* start Supplied records *

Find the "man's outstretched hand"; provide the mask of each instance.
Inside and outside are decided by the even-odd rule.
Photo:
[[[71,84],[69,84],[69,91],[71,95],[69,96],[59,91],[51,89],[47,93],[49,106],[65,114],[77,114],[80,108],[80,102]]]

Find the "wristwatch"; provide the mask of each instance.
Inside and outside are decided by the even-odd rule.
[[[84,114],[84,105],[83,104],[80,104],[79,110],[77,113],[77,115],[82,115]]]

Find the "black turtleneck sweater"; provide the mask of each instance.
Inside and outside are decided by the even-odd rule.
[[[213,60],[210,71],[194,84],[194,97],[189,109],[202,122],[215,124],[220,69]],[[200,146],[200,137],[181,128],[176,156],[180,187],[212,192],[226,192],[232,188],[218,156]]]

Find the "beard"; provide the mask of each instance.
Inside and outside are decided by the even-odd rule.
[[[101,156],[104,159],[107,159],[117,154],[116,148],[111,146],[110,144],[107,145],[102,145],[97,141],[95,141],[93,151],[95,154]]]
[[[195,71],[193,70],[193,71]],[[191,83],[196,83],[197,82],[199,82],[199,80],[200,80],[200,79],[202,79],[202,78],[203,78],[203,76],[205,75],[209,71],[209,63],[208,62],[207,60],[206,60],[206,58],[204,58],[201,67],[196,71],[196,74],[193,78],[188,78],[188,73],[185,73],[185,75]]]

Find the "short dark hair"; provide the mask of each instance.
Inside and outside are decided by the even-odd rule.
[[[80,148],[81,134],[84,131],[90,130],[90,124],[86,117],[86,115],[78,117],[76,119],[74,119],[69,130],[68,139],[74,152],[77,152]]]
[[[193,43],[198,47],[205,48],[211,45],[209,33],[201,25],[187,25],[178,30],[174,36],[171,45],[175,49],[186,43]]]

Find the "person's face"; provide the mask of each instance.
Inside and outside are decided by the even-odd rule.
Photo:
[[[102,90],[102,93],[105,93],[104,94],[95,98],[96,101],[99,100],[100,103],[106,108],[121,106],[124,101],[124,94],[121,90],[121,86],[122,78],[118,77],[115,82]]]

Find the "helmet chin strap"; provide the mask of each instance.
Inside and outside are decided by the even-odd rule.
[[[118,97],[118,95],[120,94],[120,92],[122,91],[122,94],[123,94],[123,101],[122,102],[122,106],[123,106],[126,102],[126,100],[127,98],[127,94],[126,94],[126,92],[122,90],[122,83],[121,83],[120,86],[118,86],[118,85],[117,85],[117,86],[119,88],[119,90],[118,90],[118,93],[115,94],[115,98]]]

* end Supplied records *

## Instructions to follow
Recast every line of the listing above as a Markdown table with the columns Row and Text, numbering the rows in order and leaving out the blank lines.

## Task result
| Row | Text |
|---|---|
| 1 | Find the "man's outstretched hand"; provide the mask of each instance. |
| 2 | Inside and outside are decided by the even-odd rule. |
| 3 | Photo: |
| 4 | [[[71,84],[69,84],[69,91],[71,95],[69,96],[59,91],[51,89],[47,93],[49,106],[65,114],[77,114],[80,108],[80,102]]] |
| 5 | Find the "wristwatch"; provide the mask of each instance. |
| 6 | Inside and outside are decided by the even-odd rule. |
| 7 | [[[84,114],[84,105],[83,104],[80,104],[79,110],[77,113],[77,115],[82,115]]] |
| 8 | Find the "black turtleneck sweater"; provide the mask of each instance. |
| 9 | Inside and outside are decided by the even-odd rule. |
| 10 | [[[213,60],[210,71],[194,84],[194,97],[189,109],[202,122],[215,124],[220,69]],[[200,146],[200,137],[181,128],[176,156],[180,187],[212,192],[226,192],[232,188],[218,156]]] |
| 11 | Find the "beard"; provide the mask of each instance. |
| 12 | Inside and outside are decided by the even-odd rule. |
| 13 | [[[101,156],[104,159],[107,159],[117,154],[116,148],[111,146],[110,144],[107,145],[102,145],[97,141],[95,141],[93,151],[95,154]]] |
| 14 | [[[195,71],[193,70],[193,71]],[[191,83],[196,83],[197,82],[199,82],[199,80],[200,80],[200,79],[202,79],[202,78],[203,78],[203,76],[205,75],[209,71],[209,63],[208,62],[207,60],[206,60],[206,58],[204,58],[201,67],[196,71],[196,74],[193,78],[188,78],[188,73],[185,73],[185,75]]] |
| 15 | Find the "short dark hair"; provide the mask of each instance. |
| 16 | Inside and outside are decided by the even-odd rule. |
| 17 | [[[80,148],[81,134],[84,131],[90,130],[90,124],[86,117],[86,115],[78,117],[76,119],[74,119],[69,130],[68,139],[74,152],[77,152]]] |
| 18 | [[[193,43],[198,47],[205,48],[211,45],[209,33],[201,25],[187,25],[178,30],[174,36],[171,45],[175,49],[186,43]]] |
| 19 | Find the "person's face"; provide the mask of each instance. |
| 20 | Inside and outside are decided by the even-odd rule. |
| 21 | Photo: |
| 22 | [[[102,90],[102,93],[105,93],[104,94],[95,98],[96,101],[99,100],[100,103],[106,108],[121,106],[124,101],[124,94],[121,90],[121,86],[122,78],[118,77],[115,82]]] |
| 23 | Find the "helmet chin strap"; provide the mask of each instance. |
| 24 | Inside and outside are decided by the even-odd rule. |
| 25 | [[[118,97],[118,95],[120,94],[120,92],[122,91],[122,94],[123,94],[123,101],[122,102],[122,106],[123,106],[126,102],[126,100],[127,98],[127,94],[126,94],[126,92],[122,90],[122,83],[121,83],[120,86],[118,86],[118,85],[117,85],[117,86],[119,88],[119,90],[118,90],[118,93],[115,94],[115,98]]] |